=== WORK ORDER ===
Locate every line in the listing below that contains the word "positive", and copy each of those lines.

=== PROVIDED INFORMATION ===
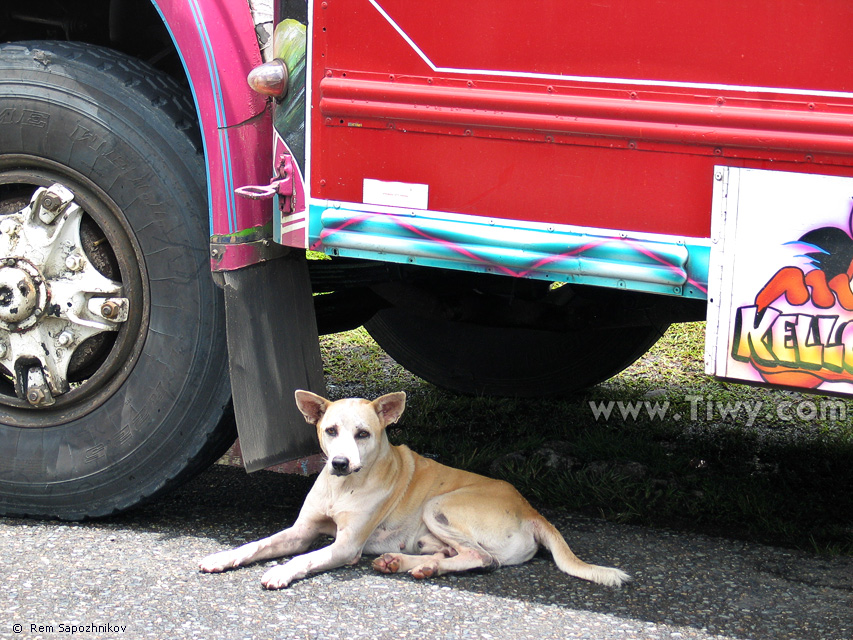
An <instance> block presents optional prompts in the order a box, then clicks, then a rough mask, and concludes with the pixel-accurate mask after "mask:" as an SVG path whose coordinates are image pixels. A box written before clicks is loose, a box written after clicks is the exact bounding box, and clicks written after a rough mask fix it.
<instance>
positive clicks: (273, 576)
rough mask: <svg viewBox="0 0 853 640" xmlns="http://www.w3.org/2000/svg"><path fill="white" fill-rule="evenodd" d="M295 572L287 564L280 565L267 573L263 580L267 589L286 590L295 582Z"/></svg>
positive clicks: (261, 578)
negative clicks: (283, 589)
mask: <svg viewBox="0 0 853 640" xmlns="http://www.w3.org/2000/svg"><path fill="white" fill-rule="evenodd" d="M294 578H295V577H294V575H293V572H292V571H291V570H290V569H289V568H288V567H287V565H286V564H280V565H277V566H275V567H273V568H272V569H270V570H269V571H267V572H266V573H265V574H264V575H263V577H262V578H261V584H262V585H264V588H265V589H284V588H285V587H288V586H290V583H291V582H293V580H294Z"/></svg>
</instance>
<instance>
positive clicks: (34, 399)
mask: <svg viewBox="0 0 853 640" xmlns="http://www.w3.org/2000/svg"><path fill="white" fill-rule="evenodd" d="M44 399H45V395H44V391H42V390H41V389H30V390H29V391H27V401H28V402H29V403H30V404H41V403H42V402H44Z"/></svg>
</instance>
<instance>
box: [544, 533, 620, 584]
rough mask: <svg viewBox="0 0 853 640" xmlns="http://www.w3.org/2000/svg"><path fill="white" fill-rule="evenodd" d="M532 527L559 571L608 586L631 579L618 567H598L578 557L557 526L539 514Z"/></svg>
mask: <svg viewBox="0 0 853 640" xmlns="http://www.w3.org/2000/svg"><path fill="white" fill-rule="evenodd" d="M533 527H534V532H535V536H536V541H537V542H538V543H539V544H541V545H542V546H543V547H545V548H546V549H548V551H550V552H551V555H552V556H553V557H554V562H556V563H557V567H559V569H560V571H565V572H566V573H568V574H569V575H570V576H575V577H577V578H583V579H584V580H590V581H592V582H597V583H599V584H603V585H606V586H608V587H618V586H620V585H621V584H622V583H623V582H628V581H629V580H630V579H631V576H629V575H628V574H627V573H625V572H624V571H621V570H620V569H614V568H612V567H599V566H598V565H594V564H589V563H587V562H584V561H583V560H581V559H580V558H578V557H577V556H576V555H575V554H574V553H573V552H572V550H571V549H570V548H569V545H568V544H566V540H565V538H563V536H562V535H561V534H560V532H559V531H557V528H556V527H555V526H554V525H552V524H551V523H550V522H548V521H547V520H546V519H545V518H544V517H542V516H539V518H538V519H537V520H535V521H534V523H533Z"/></svg>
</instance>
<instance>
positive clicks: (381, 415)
mask: <svg viewBox="0 0 853 640" xmlns="http://www.w3.org/2000/svg"><path fill="white" fill-rule="evenodd" d="M405 408H406V393H405V392H404V391H397V392H396V393H389V394H386V395H384V396H382V397H381V398H376V400H374V401H373V409H374V410H375V411H376V415H378V416H379V420H380V421H381V422H382V426H383V427H387V426H388V425H389V424H394V423H395V422H397V420H399V419H400V416H401V415H403V409H405Z"/></svg>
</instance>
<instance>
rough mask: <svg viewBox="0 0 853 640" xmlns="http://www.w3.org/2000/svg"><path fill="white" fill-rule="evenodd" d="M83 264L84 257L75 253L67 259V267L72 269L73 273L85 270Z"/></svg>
mask: <svg viewBox="0 0 853 640" xmlns="http://www.w3.org/2000/svg"><path fill="white" fill-rule="evenodd" d="M83 264H84V262H83V257H82V256H78V255H77V254H75V253H72V254H71V255H70V256H68V257H67V258H65V266H66V267H68V268H69V269H71V271H80V270H81V269H82V268H83Z"/></svg>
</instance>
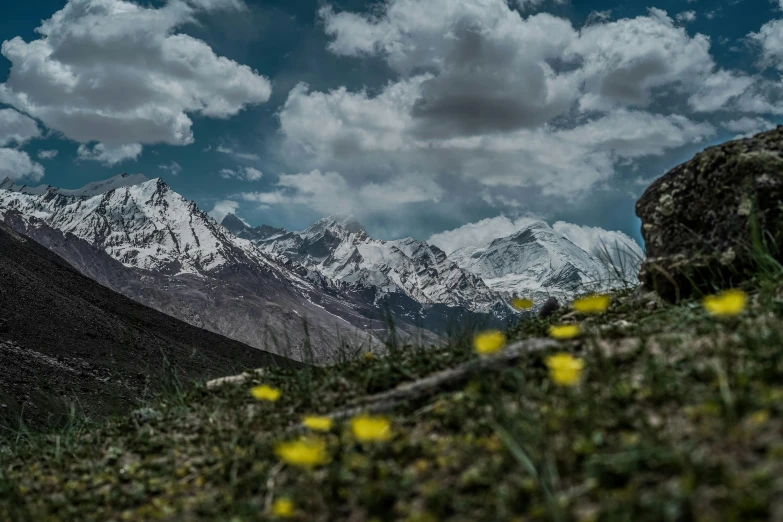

=== SOLUTION FOR THIS TASK ===
positive clicks: (273, 576)
positive clicks: (261, 578)
positive clicks: (34, 399)
positive clicks: (381, 415)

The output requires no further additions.